In the copy, keep every record exact and leave out all images.

** Start Dataset excerpts **

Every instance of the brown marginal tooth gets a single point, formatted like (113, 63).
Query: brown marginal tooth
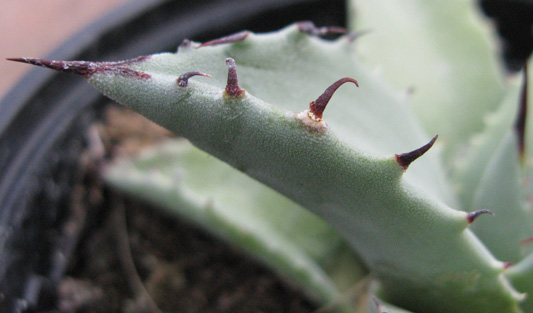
(78, 67)
(240, 36)
(88, 68)
(405, 159)
(232, 86)
(183, 80)
(317, 107)
(471, 217)
(310, 29)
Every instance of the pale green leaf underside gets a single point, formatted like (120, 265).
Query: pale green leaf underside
(417, 247)
(440, 50)
(292, 241)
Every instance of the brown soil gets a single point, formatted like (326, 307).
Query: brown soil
(135, 258)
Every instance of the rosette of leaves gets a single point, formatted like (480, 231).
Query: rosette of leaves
(377, 205)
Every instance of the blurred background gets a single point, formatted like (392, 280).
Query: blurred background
(31, 28)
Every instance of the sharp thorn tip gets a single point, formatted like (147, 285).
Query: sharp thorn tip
(471, 217)
(405, 159)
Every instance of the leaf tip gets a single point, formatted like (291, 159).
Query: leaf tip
(88, 68)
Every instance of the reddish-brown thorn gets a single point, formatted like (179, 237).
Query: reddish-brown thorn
(232, 87)
(506, 265)
(317, 107)
(471, 217)
(405, 159)
(88, 68)
(520, 124)
(310, 29)
(183, 80)
(240, 36)
(527, 240)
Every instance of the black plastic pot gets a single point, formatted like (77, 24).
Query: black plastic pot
(44, 121)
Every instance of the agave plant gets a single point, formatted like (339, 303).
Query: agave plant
(377, 205)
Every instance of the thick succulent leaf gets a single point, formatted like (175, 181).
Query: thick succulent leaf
(292, 241)
(492, 176)
(420, 249)
(441, 51)
(501, 191)
(469, 170)
(292, 69)
(521, 276)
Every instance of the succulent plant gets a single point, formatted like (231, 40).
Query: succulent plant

** End Dataset excerpts **

Result of this exercise:
Every instance of the brown marginal tooth gets a single point, formatted like (113, 63).
Query: brown marginal tooth
(78, 67)
(240, 36)
(88, 68)
(405, 159)
(232, 86)
(183, 80)
(317, 107)
(471, 217)
(310, 29)
Every instance of the pale green leaf underside gets a single point, formatted like (120, 265).
Query: pale green leaf underside
(417, 247)
(440, 50)
(292, 241)
Every instance of the brown soil gets a single point, formatted like (326, 307).
Query: brown soil
(135, 258)
Every instance of the rosette of leaves gets a single point, formatted like (480, 231).
Query: rosette of leaves
(377, 205)
Every instance of the blurred background gets a single point, formatted like (392, 280).
Query: blurred background
(31, 28)
Every instance of the sharp thorn tip gets a single point, formatted like (147, 285).
Query: sharp thorn tip
(471, 217)
(405, 159)
Every instance of the leaf tip gets a single point, formatted like (291, 159).
Query: leaf tip
(88, 68)
Every instance of the reddish-brown thorn gets a single point, formatted like (179, 237).
Query: reddish-brown thorn
(232, 87)
(506, 265)
(317, 107)
(471, 217)
(405, 159)
(88, 68)
(520, 124)
(310, 29)
(183, 80)
(240, 36)
(527, 240)
Every instance of the black plastic pot gets a single point, formatted like (77, 24).
Query: black plastic pot
(44, 121)
Every instance of the agave plant gets a single point, formatted like (339, 303).
Query: agave plant
(377, 205)
Every instance of the thick succulent leaf gets a single point, formatted like (175, 181).
Query: thick succulent leaf
(292, 241)
(492, 176)
(420, 249)
(441, 51)
(501, 191)
(469, 170)
(292, 69)
(521, 276)
Every instance of the succulent plant gets a single point, formatted like (231, 40).
Query: succulent plant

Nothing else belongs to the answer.